Stored data entries
......

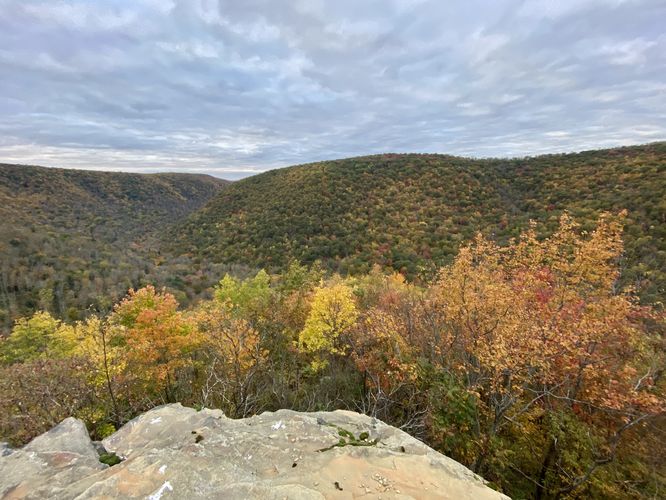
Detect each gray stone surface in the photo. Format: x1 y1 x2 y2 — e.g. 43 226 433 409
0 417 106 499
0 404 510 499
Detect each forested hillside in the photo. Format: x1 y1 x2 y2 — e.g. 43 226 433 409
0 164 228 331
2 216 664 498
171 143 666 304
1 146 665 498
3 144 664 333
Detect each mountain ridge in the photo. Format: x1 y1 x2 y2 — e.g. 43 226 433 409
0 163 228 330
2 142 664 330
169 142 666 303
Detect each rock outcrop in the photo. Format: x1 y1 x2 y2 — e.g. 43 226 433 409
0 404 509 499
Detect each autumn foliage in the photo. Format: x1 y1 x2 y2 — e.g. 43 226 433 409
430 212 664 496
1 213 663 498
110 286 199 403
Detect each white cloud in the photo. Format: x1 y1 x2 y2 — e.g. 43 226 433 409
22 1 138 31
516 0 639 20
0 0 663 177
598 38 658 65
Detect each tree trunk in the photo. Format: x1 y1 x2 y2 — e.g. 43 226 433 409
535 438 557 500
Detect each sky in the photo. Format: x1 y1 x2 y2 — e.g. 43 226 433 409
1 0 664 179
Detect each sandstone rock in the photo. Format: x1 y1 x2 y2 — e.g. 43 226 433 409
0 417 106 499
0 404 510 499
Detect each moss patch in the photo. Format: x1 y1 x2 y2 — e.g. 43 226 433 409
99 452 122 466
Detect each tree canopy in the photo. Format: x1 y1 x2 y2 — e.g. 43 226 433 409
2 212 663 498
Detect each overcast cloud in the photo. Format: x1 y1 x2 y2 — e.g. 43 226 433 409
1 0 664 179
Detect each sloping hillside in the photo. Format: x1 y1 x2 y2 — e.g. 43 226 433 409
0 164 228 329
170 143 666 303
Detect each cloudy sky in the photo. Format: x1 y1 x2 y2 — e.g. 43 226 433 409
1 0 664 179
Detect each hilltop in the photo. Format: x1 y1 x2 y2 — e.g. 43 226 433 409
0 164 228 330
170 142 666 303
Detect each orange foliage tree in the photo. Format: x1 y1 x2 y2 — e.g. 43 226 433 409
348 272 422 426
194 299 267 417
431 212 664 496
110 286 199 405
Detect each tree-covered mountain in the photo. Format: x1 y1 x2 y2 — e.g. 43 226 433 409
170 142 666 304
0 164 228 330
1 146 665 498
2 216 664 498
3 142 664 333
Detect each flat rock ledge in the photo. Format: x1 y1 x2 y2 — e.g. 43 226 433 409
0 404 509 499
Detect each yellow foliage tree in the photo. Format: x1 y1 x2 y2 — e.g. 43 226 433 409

......

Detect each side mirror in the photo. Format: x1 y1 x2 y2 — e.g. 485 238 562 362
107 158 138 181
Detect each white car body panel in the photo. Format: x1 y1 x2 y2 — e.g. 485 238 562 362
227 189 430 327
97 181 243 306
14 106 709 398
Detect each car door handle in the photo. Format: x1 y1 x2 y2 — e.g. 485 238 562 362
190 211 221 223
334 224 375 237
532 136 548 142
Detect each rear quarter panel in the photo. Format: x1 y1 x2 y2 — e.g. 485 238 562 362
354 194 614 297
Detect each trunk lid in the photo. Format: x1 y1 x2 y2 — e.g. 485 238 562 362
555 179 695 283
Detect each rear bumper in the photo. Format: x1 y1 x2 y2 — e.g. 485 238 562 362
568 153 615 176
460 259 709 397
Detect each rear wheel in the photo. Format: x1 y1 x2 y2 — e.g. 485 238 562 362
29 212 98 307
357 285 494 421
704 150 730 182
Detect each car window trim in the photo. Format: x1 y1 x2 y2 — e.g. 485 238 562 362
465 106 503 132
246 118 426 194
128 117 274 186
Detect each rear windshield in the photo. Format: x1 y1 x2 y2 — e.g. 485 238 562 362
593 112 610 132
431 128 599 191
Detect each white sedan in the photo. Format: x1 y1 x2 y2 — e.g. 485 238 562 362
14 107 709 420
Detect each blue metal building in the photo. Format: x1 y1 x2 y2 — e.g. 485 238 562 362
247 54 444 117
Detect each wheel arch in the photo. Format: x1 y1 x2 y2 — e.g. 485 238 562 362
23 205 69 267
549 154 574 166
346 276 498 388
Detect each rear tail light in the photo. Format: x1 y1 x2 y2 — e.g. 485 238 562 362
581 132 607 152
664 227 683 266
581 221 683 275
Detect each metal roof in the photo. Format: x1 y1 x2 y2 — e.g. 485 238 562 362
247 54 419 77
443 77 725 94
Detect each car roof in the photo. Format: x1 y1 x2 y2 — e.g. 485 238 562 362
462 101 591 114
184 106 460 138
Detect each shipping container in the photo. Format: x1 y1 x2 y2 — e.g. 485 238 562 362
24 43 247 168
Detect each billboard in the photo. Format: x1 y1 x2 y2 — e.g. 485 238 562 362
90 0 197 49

......

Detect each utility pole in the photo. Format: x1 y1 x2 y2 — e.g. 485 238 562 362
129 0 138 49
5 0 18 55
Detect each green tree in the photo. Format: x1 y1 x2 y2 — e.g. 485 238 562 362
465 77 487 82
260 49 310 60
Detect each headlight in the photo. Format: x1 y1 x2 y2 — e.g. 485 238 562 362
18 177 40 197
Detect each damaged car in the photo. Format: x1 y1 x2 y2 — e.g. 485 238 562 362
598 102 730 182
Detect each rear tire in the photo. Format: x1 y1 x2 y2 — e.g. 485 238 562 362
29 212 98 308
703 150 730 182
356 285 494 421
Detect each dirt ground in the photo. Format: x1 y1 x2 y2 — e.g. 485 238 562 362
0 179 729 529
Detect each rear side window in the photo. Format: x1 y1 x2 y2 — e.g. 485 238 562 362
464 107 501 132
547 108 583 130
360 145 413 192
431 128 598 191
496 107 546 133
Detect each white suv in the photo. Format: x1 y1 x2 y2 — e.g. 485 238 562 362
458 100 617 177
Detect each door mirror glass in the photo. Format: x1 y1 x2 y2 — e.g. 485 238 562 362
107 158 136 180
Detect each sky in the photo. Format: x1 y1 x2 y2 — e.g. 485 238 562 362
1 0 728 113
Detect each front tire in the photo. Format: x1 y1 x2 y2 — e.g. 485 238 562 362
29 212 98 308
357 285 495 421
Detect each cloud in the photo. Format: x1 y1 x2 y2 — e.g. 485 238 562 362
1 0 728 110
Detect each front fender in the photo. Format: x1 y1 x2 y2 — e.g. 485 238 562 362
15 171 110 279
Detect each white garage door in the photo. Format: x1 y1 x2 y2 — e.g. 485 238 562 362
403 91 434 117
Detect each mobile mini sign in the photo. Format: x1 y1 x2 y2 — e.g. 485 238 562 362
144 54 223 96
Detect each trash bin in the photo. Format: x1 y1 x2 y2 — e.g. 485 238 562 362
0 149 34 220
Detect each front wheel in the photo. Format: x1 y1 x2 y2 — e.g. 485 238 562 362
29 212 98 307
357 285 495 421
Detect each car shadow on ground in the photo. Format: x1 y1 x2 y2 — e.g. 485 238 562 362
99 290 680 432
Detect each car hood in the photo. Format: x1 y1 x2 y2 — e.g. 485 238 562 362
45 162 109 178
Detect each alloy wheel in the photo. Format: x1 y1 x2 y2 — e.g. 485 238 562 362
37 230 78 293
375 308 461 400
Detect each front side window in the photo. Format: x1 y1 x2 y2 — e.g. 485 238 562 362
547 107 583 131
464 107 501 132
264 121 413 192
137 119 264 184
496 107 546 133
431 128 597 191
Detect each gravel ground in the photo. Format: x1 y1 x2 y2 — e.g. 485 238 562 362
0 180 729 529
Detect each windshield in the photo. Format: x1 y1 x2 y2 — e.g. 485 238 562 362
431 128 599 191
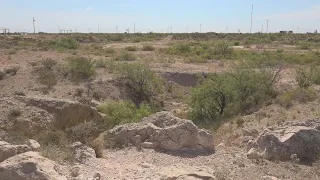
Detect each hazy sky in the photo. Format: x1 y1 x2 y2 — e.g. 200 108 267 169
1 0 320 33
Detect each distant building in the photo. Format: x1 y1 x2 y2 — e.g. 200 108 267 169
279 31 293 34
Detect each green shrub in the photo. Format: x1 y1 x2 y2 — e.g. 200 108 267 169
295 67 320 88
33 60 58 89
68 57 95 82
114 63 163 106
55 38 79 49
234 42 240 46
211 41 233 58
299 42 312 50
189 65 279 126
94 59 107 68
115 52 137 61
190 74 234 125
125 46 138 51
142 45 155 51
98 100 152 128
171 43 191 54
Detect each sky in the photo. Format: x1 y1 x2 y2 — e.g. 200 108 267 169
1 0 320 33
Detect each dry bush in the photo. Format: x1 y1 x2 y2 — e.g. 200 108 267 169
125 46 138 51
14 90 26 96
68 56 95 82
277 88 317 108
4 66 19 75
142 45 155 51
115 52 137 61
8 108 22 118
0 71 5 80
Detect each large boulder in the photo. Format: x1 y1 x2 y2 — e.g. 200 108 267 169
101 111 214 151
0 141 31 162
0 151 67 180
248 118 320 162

......

§ Instructions for the task
Wherever the line holding "Detect each flat" falls in the entries above, copy exactly from it through the line holding "Detect each yellow", inclusive, and add nothing.

§ Solution below
Detect each flat rock ledge in the photo. Format: x1 y1 x2 y2 — e.g. 43 226 433 409
0 404 509 499
Detect each yellow foliage tree in the photo. Format: x1 y1 x2 y2 — e.g. 43 226 433 409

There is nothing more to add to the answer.